▶ Instruction: According to the news item on calls to remove Cleveland's police monitor, since what year has the monitoring team been in place?

▶ Supplied text:

Community groups call for CLE police monitor Hassan Aden to step-down
Posted at 11:07 AM, Jun 23, 2021
and last updated 2021-06-23 11:07:06-04

CLEVELAND — The Cleveland Branch of the NAACP, and the Norman S. Minor Bar Association, which represents Black attorneys in Northeast Ohio, are now calling for the removal of Cleveland Police Monitor Hassan Aden.

Brandon Brown, Vice President with the Norman S. Minor Bar Association, told News 5 his organization believes Aden has displayed a bias in favor of law enforcement and a lack of understanding about community concerns since becoming a monitor in 2019.

The monitoring team has been in place since 2015 to keep watch on progress made by the Cleveland Police Department since a federal consent decree determined the department had use-of-force issues.

Brown called for increased transparency from the monitoring team and took exception to Case Western Reserve University Associate Law Professor Ayesha Bell Hardaway being forced off of the team after Aden questioned her objectivity.

Bell Hardaway said Aden unfairly asked her to take a lesser role on the monitoring team and questioned her objectivity after she did a radio interview in April following the Derek Chauvin verdict in the police-involved death of George Floyd.

Bell Hardaway told News 5 while she's disappointed by the developments, she's hoping a capable replacement who truly understands the local community and Cleveland policing issues will take her place.

▶ Data:
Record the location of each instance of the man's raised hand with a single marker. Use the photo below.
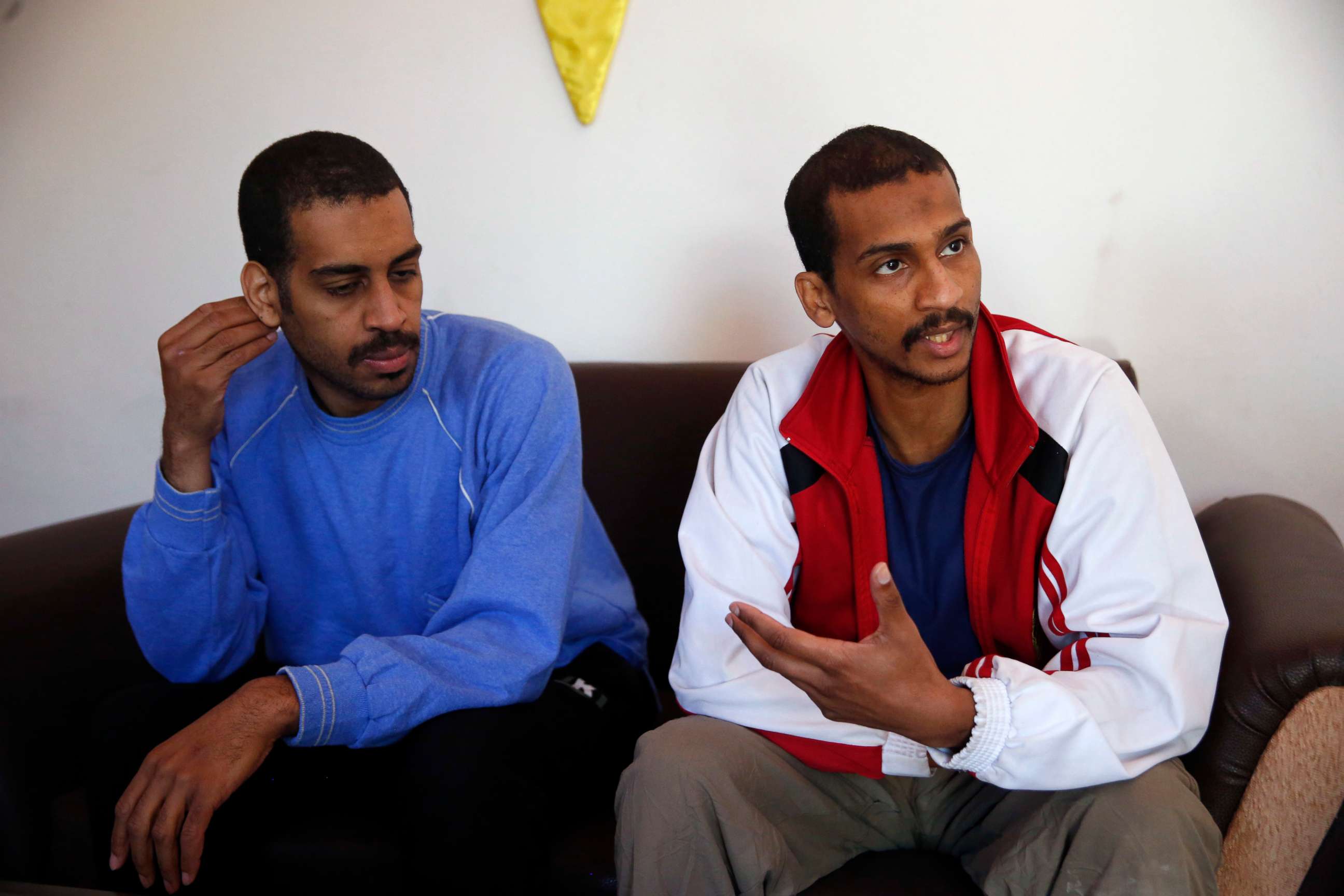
(198, 355)
(888, 681)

▶ Solution to this exercise: Since 2015.